(Records from a collection)
※ ※ ※

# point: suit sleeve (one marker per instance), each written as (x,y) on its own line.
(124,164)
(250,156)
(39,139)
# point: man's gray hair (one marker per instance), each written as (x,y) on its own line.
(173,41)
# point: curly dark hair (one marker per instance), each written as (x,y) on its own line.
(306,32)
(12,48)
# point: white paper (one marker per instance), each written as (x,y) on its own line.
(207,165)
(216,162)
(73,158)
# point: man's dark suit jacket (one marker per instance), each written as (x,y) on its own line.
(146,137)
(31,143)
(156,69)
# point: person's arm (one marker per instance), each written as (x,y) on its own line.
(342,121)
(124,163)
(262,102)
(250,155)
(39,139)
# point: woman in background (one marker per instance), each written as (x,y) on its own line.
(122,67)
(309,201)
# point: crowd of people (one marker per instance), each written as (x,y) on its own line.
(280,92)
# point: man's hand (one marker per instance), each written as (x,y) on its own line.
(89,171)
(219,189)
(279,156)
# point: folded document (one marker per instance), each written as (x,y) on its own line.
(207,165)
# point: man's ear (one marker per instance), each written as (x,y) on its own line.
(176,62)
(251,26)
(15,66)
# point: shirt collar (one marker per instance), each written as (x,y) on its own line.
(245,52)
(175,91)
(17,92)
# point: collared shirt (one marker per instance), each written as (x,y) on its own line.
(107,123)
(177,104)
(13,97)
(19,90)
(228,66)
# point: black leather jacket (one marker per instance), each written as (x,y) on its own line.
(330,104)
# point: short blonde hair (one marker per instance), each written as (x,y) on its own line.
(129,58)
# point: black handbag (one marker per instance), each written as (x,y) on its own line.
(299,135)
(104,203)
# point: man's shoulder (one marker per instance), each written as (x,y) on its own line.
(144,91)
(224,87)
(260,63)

※ ※ ※

**What is required:**
Repeat every line of the items above without changing anything.

**Solved exercise:**
# point: suit sleeve (one marker per instance), each written as (x,y) on its own line.
(124,164)
(250,156)
(39,139)
# point: man's gray hair (one marker per instance), each written as (x,y) on its own line.
(173,41)
# point: curly dark hair (one marker per instance), each written as (x,y) on its own line.
(306,32)
(12,48)
# point: white paper (one marker per instance), each written as (x,y) on its own line.
(207,165)
(216,162)
(73,158)
# point: man's dark suit jacket (one marker per instance), each written as (x,y) on its own line.
(146,137)
(31,143)
(156,69)
# point: person's arm (one marker per instance), each written as (x,y) on its own line.
(342,121)
(124,163)
(262,102)
(250,155)
(39,139)
# point: woman in background (one marker per instance), each written as (x,y) on its own line.
(122,67)
(309,201)
# point: crowd of people (one marker per instance), each written as (x,y) on its own line.
(280,92)
# point: man's hand (one marker per instance), each written as (x,y) on its own line.
(89,171)
(219,189)
(279,156)
# point: folded document (one marker per instance), each written as (x,y) on its own line.
(207,165)
# point: man's ear (one marker per instance), each written as (x,y) on its own line.
(176,62)
(251,26)
(15,66)
# point: shirt collar (one marker per instance), each written as (x,y) on its own line.
(245,52)
(175,91)
(17,92)
# point: collared shirt (one marker per instance), each written as (x,y) on its own line.
(107,123)
(177,104)
(13,97)
(19,90)
(228,66)
# point: black leather jacket (one marker per instance), each written as (x,y) on its own line.
(330,104)
# point: short blonde hair (one marker per instance), each written as (x,y) on its own line.
(129,58)
# point: black handbag (one marker per instance), each written as (x,y) on its own line.
(299,135)
(104,203)
# point: man's shoulder (one marker per instance), each written as (x,y) on its own line.
(144,91)
(224,87)
(260,63)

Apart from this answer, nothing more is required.